- Exercise description:
Go through the records below and tally the lines that include "jacket". Answer with the number only.

(Point localization data)
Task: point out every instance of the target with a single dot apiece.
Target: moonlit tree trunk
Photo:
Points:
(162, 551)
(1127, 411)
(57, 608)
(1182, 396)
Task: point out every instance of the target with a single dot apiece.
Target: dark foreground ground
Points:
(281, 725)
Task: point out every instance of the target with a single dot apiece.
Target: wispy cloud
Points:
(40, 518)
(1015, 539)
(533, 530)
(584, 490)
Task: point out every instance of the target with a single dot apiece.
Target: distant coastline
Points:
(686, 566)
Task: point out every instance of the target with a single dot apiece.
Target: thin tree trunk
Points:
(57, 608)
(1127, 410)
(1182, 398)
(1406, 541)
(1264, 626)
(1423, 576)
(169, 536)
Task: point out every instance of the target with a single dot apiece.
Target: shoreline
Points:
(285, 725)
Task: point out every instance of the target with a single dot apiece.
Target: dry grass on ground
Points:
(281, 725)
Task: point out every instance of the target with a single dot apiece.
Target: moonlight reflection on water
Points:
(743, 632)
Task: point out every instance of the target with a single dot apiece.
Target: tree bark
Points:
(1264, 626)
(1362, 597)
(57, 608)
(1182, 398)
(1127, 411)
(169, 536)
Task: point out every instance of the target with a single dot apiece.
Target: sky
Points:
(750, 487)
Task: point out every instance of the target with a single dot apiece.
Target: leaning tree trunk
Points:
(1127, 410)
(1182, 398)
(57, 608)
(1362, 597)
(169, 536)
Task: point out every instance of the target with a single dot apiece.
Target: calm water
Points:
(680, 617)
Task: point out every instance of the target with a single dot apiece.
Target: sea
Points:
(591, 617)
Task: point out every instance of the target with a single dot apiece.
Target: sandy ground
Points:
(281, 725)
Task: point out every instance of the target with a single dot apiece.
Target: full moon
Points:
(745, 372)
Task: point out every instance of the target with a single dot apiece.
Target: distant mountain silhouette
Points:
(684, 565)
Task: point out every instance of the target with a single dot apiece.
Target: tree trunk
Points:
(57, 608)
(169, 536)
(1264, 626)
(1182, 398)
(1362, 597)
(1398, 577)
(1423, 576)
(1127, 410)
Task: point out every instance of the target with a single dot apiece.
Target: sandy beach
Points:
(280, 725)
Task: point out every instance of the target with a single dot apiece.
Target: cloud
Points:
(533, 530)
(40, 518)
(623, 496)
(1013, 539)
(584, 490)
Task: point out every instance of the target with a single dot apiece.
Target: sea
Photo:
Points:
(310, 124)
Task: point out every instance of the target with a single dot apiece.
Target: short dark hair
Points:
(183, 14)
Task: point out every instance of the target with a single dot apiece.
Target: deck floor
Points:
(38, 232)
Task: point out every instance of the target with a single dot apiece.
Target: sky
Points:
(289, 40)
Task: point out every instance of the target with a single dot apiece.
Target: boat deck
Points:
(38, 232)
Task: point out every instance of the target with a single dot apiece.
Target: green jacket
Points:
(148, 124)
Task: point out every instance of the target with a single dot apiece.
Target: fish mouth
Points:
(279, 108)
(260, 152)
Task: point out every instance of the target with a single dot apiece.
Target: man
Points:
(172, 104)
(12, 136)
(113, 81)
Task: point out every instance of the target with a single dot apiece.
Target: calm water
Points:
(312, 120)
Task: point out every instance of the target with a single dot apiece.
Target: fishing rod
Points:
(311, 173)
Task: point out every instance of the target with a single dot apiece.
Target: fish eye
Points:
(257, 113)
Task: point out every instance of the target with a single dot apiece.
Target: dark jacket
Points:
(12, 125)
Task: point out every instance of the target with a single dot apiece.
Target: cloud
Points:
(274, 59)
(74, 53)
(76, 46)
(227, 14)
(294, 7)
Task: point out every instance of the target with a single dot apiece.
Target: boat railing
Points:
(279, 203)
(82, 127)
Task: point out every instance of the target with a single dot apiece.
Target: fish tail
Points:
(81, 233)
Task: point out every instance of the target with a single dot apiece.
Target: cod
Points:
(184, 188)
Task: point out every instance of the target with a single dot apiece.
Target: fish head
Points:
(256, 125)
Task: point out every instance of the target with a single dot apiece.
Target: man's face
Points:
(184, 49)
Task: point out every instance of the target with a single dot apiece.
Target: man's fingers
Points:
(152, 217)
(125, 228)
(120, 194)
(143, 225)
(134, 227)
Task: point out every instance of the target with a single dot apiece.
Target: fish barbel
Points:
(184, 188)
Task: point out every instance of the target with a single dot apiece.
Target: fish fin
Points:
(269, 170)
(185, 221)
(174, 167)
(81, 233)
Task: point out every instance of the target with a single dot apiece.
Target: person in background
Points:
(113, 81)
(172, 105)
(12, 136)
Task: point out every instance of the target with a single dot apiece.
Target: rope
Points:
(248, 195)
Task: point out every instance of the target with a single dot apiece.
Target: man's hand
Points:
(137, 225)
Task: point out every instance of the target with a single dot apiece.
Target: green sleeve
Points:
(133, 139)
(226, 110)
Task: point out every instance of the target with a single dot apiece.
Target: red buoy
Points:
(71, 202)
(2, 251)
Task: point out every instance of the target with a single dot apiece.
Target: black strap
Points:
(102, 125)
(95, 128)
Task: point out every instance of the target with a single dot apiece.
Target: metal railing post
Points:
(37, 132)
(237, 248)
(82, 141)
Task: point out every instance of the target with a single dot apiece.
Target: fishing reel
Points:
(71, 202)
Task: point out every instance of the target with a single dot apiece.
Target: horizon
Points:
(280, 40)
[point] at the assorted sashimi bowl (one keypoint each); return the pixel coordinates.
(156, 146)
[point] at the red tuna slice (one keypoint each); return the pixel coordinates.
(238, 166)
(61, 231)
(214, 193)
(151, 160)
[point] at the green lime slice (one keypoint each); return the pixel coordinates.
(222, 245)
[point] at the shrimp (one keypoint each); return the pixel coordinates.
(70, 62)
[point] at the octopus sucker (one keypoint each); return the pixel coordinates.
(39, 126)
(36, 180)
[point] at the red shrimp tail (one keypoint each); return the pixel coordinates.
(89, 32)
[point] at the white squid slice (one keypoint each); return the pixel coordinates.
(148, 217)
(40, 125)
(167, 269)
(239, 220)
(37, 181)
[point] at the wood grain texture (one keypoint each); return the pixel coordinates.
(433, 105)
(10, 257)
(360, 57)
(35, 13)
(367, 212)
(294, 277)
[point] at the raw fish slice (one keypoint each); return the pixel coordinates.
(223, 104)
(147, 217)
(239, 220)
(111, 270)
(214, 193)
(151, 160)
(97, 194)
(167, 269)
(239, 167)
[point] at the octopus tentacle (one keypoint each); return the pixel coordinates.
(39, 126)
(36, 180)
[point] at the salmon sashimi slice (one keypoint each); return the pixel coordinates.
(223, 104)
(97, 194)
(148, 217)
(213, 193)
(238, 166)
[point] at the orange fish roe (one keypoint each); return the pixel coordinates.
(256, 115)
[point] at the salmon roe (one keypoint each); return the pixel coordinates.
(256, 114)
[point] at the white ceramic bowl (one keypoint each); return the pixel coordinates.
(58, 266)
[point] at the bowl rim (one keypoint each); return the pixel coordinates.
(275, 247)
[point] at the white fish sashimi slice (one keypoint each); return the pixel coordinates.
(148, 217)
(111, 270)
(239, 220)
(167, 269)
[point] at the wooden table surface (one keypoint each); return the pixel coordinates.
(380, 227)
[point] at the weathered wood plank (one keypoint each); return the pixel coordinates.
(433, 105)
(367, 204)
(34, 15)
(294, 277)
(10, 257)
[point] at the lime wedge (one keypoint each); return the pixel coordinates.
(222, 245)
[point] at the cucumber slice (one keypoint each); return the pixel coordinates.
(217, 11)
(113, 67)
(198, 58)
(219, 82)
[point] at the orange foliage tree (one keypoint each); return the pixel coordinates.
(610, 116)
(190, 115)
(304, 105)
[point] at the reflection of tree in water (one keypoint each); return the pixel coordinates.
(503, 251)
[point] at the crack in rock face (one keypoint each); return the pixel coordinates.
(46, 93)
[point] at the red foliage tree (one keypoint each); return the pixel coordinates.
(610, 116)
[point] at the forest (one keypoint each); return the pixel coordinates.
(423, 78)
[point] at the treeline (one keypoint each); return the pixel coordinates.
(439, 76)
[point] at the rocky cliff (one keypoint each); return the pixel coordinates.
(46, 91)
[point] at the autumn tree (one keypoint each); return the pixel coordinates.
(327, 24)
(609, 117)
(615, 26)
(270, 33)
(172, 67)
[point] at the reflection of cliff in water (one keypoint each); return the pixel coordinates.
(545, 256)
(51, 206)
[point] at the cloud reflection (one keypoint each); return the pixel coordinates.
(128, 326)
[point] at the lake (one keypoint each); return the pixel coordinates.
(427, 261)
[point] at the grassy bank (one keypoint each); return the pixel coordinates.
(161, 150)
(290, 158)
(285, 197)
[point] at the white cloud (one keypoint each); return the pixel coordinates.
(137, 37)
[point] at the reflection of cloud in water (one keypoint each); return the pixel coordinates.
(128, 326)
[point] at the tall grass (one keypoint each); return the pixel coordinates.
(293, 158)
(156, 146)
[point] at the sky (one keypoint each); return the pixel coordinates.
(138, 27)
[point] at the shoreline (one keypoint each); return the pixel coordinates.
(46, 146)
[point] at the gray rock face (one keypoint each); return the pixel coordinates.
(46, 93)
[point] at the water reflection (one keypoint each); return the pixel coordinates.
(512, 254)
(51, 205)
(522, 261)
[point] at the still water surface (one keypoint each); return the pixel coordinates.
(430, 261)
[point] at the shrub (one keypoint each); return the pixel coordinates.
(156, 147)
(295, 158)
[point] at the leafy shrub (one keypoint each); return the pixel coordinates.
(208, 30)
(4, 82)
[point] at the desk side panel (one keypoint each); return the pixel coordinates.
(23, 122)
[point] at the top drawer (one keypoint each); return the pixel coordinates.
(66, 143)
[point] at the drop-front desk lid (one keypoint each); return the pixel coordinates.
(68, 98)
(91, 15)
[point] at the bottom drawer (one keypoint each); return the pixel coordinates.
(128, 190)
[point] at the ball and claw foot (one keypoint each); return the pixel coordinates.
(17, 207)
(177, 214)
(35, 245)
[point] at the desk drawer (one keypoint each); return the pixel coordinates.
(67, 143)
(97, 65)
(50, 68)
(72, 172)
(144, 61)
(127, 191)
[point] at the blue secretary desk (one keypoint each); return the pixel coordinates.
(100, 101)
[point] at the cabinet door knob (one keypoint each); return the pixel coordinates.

- Solved problem:
2